* Begin Data shown *

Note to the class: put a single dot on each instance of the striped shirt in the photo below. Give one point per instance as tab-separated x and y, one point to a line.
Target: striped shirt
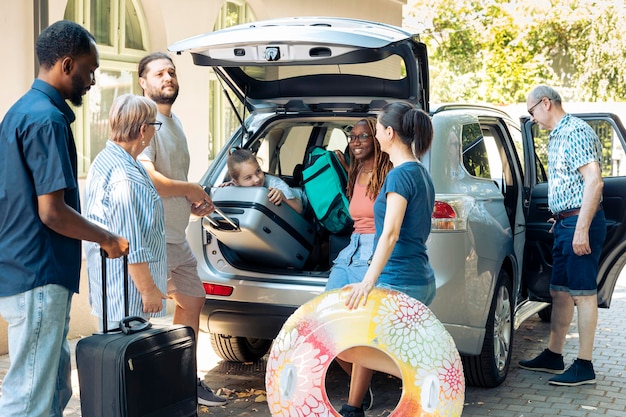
121	198
572	144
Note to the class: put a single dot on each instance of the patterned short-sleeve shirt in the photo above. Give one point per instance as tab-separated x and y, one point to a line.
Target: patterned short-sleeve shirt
572	144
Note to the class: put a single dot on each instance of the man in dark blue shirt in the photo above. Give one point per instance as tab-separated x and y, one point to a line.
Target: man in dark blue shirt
40	224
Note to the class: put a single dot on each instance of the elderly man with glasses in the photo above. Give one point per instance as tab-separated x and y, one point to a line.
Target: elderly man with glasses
574	196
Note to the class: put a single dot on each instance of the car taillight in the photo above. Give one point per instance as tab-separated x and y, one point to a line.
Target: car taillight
450	212
443	216
214	289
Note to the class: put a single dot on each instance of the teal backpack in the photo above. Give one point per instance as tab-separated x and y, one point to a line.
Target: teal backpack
325	181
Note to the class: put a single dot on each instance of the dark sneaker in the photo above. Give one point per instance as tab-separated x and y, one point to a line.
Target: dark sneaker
368	400
207	397
579	373
349	411
546	361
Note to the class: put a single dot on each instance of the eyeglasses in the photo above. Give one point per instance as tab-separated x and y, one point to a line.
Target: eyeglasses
531	111
361	137
157	125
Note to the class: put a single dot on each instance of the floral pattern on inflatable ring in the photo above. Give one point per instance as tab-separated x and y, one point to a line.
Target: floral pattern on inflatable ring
404	328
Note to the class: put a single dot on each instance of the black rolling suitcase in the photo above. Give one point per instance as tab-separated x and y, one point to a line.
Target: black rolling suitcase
137	370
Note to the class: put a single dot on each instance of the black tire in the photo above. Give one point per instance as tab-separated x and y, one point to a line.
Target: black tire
239	349
546	314
489	369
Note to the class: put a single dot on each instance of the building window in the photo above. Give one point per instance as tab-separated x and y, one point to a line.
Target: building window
223	120
120	31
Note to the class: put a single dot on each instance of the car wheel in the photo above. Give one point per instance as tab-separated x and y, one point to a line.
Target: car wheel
546	314
489	369
239	349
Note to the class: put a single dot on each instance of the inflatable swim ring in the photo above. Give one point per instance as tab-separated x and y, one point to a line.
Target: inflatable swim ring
402	327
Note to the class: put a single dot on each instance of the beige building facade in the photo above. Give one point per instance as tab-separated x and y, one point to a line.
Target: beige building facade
126	30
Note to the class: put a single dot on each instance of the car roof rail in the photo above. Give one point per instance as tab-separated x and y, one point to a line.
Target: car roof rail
468	106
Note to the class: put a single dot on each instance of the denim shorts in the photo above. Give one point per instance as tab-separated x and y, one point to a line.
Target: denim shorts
423	293
570	272
352	262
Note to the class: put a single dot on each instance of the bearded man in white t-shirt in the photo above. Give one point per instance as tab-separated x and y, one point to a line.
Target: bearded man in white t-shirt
167	162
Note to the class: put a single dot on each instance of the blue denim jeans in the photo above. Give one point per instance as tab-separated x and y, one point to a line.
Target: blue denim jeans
38	382
352	262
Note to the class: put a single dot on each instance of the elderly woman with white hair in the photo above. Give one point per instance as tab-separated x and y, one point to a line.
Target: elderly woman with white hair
121	198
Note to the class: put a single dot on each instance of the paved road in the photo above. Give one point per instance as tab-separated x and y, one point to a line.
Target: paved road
523	394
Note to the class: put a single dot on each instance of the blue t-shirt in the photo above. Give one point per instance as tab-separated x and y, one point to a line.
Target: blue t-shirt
37	157
408	263
573	144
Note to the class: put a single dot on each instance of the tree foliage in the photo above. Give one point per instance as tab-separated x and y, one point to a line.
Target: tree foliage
497	50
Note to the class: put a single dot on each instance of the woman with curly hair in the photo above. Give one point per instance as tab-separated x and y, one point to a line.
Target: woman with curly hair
366	173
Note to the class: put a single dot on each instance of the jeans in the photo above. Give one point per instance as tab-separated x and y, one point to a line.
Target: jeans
352	262
38	382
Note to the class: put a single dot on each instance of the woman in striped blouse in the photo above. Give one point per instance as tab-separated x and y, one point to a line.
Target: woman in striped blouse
121	198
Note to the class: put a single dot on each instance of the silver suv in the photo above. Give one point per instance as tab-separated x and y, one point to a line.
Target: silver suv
305	83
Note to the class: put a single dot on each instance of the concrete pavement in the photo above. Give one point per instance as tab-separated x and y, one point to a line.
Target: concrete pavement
523	394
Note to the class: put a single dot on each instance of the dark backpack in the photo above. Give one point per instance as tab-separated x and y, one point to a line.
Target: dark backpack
325	181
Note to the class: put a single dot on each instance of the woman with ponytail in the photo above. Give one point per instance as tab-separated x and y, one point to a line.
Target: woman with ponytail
402	213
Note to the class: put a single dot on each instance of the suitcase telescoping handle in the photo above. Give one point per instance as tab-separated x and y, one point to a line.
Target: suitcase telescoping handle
129	324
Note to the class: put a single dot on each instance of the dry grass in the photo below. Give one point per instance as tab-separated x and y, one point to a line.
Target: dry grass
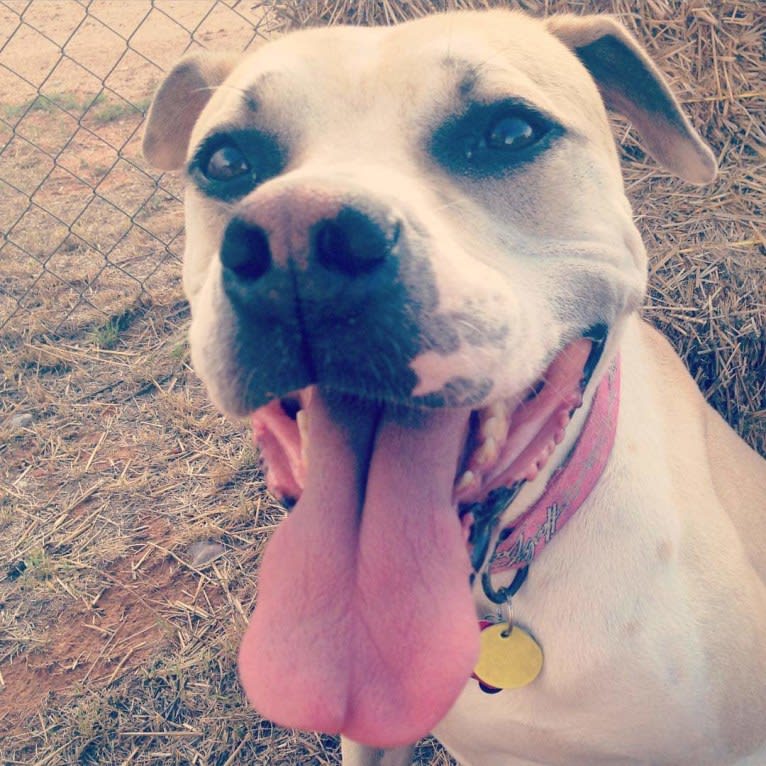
133	516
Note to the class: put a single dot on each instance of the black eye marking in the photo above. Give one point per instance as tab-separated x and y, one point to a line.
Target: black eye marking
229	164
512	132
225	163
492	139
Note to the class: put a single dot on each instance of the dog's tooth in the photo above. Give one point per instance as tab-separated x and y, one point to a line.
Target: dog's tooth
493	428
486	453
498	410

* End Data shown *

Aim: Please write out all of the lines above, word for word, leaving out the pictures.

Answer to this exercise:
Note to the class: put a single dot on each instance of the striped shirt in the photo below. Give one point per instance as tab-separated x and y, one point to a line.
Target: striped shirt
121	198
572	144
Note to the class: put a single dot on each instance of the patterned short-sleeve shirt in the photo above. Give one point per instance as tab-separated x and y, one point to a line.
Target: patterned short-sleeve shirt
572	144
Note to the class: put a single dot on each instance of the man in dark blue shirt in the photo above. Give one point per instance as tab-separated x and y, one point to a line.
Target: man in dark blue shirt
40	224
Note to the class: put a single dot on each instance of the elderly man with glasses in the photo above. Give one point per instance as tab-separated x and y, one point to a line.
Target: elderly man with glasses
574	196
Note to the class: put a single dot on each instance of the car taillight in the photo above. Give one point per instance as tab-separated x and y, one point to a line.
Target: car taillight
450	212
443	216
214	289
Note to the class: put a single dot on each instance of the teal backpack in the photo above. Give one point per instance as tab-separated x and y, one point to a line.
Target: teal backpack
325	181
Note to the class: put a single dot on each instance of the dark sneaker in the photo above. Give one point per instance as tab-separated x and y, one point to a line.
Target: dark sneaker
368	400
207	397
579	373
349	411
546	361
Note to the class: put a single dot on each instance of the eyeglasses in the photo above. Give one point per instance as tab-separated x and y, one point to a line.
Target: eyeglasses
531	111
361	137
157	125
Note to the class: put a single dot on each instance of the floral pattern on inflatable ring in the photo above. Give one point per instance as tab-separated x and y, one point to a line.
Target: floral pattern on inflatable ring
404	328
Note to the class: put a single dot on each instance of the black rolling suitcase in the photo above. Give one point per instance as tab-separated x and y, one point to a line.
Target: black rolling suitcase
137	370
Note to the class: put a single dot on each instance of the black tire in the photo above. Give one point per instance as tab-separated x and y, one point to a line.
Target: black tire
239	349
546	314
489	369
Note to the class: put a single dot on each instance of the building window in the photo above. Give one point per instance as tab-separated x and y, one point to a line.
Target: building window
223	120
120	31
Note to the class: put a single dot on each instance of the car wheel in the photo above. Give one point per instance as tab-separated x and y, one point to a line.
Target: car wheel
546	314
489	369
239	349
Note to the class: put a single dot on each instance of the inflatable swim ring in the photo above. Give one point per instance as tab-separated x and y, one point to a line.
Target: inflatable swim ring
402	327
Note to the class: put a single dot on each instance of the beige building facade in the photo above. Give one point per instance as tab-separated x and y, one point to a line.
Target: beige building facade
126	30
Note to the class: put a single dot on each instance of the car roof rail in the photo above. Give one point per instance as tab-separated x and y, one point to a line.
Target: car roof rail
468	106
Note to the class: put a single dot on each instance of the denim shorts in the photo above. Give one point per instance as tab-separated x and y, one point to a line.
Target: denim shorts
423	293
570	272
352	262
Note to the class: put a single dot on each instance of the bearded man in white t-shirt in the photo above. Give one point per instance as tab-separated x and y, one point to a line.
Target: bearded man in white t-shirt
167	162
Note to the class: put a single dot on each instance of the blue denim jeans in the photo above. Give one point per instance as tab-separated x and y, one point to a line.
Target: blue denim jeans
38	382
352	262
Note to the class: put a single dot on each instance of the elderly woman with white hair in the photo above. Give one point per instance as tab-separated x and y, one point to a line.
Target: elderly woman with white hair
121	198
Note to the class: put a single dot on each instance of the paved road in the photo above. Give one point per instance as tab-separated x and y, one point to a line.
Target: paved road
523	394
Note to the class: put a single dot on each instance of the blue t-shirt in the photo above. Give one point per instance as tab-separated x and y, one point to a line.
Target: blue t-shirt
37	157
408	263
573	144
Note to the class: put a single dot on each instance of the tree foliage in the photo above. Give one point per instance as tab-separated x and y, one point to a line.
Target: tree foliage
497	50
Note to the class: put a single dot on each instance of the woman with curly hair in the photo above. Give one point per instance as tab-separated x and y, one point to a line.
Target: woman with curly hair
366	173
Note to the class: put a single dot on each instance of the jeans in the photo above. Give one point per instance as tab-separated x and y, one point to a line.
Target: jeans
352	262
38	382
Note to the class: put a single dot on each instance of the woman in striped blouse in the photo above. Give one point per instance as tab-separated x and y, one point to a line.
Target: woman in striped blouse
121	198
Note to the class: put a single dot on each instance of the silver suv in the photo above. Give one point per instance as tab-separated x and y, one point to a line.
Target: silver suv
305	83
Note to the class: put a single dot on each instance of the concrete pavement in the photo above. Give one point per instance as tab-separated x and y, one point to a line.
Target: concrete pavement
523	394
Note to the class: put a single dot on each instance of the dark backpack in the photo above. Give one point per instance as tab-separated x and y, one point to a line.
Target: dark backpack
325	181
Note to the class: put a single dot on each instance of the woman with ponytail in the photo above. Give one point per instance as tab-separated x and y, one point to a line.
Target: woman with ponytail
402	213
Note to the class: put a single dot on each instance of the suitcase telescoping handle in the photo above. Give one point per instance as tab-separated x and y, one point to a line.
Target: suitcase telescoping handle
129	324
Note to the class: put a single dot on each instance of the dry grass in the photo below. Give one point per instance as tab-separated x and y, one point to a line.
Target: dry grass
133	516
Note to the class: put a single dot on each instance of the black eye marking in the photo above. Give one point per instance as tab-separated x and y, one point to a line.
Target: black eye marking
229	164
512	132
225	163
492	139
Note to the class: put a single dot on each instance of the dog's tooth in the photo above. Give one point per instance as tab-separated x and y, one point to a line.
Target: dog's tooth
493	428
486	453
498	410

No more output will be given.